• _INPUT FOR THIS TASK_
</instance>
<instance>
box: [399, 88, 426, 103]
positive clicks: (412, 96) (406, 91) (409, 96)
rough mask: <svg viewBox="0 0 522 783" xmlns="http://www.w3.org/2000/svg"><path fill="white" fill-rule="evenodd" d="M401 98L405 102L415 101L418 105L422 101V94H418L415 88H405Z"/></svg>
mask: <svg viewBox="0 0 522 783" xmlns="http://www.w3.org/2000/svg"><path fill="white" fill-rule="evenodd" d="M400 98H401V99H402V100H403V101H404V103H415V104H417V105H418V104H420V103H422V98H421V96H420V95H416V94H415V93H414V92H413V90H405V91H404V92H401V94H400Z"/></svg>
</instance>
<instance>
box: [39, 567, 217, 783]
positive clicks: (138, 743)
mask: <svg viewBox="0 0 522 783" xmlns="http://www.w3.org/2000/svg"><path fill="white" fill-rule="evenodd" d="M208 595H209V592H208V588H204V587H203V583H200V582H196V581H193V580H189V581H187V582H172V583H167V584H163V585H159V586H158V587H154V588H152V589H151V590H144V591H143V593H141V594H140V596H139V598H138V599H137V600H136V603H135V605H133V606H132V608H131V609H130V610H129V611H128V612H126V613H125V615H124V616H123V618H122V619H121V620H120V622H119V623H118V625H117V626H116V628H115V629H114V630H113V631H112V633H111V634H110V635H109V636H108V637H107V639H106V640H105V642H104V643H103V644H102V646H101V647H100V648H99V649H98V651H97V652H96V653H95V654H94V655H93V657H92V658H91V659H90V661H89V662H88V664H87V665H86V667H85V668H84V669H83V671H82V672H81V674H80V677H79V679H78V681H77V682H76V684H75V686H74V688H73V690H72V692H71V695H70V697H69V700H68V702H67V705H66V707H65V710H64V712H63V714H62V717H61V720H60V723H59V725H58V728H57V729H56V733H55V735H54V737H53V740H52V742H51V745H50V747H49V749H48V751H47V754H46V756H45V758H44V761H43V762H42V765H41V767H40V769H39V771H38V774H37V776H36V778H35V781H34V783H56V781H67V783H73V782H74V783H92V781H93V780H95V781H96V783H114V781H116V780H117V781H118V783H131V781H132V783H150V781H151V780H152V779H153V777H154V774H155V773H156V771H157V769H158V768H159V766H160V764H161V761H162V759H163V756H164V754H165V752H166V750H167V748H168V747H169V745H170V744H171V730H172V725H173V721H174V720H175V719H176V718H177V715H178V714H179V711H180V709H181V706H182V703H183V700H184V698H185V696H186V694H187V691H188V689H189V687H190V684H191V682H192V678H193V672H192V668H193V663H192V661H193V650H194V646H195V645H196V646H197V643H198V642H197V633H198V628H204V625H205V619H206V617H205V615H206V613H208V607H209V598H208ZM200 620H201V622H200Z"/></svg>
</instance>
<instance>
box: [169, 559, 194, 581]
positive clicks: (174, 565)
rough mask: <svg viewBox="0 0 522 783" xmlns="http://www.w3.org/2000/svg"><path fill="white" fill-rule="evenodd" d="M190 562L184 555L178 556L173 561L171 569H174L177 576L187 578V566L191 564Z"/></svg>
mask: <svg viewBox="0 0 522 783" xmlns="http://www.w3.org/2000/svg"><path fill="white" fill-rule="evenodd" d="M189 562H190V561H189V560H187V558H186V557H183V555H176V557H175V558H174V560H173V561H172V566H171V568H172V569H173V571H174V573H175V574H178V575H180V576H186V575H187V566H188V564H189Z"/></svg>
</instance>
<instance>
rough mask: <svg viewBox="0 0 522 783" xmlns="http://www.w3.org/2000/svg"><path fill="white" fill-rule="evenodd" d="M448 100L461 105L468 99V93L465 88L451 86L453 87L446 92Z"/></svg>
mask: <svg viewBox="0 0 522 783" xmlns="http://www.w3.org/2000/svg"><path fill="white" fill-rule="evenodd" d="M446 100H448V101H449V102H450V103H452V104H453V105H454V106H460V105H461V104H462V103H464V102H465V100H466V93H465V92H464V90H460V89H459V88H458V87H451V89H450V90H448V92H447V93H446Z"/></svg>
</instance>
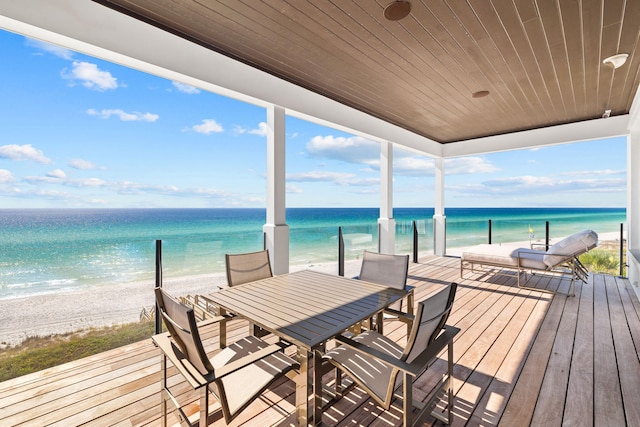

• _WHAT THE TASK REQUIRES_
Which lines of the rows above contain the string "positive", with case counting? Pick out each of those lines and copy it in full.

• _REPLY TO THE TASK_
positive clicks: (412, 96) (406, 91) (409, 96)
positive clicks: (138, 743)
positive clicks: (174, 565)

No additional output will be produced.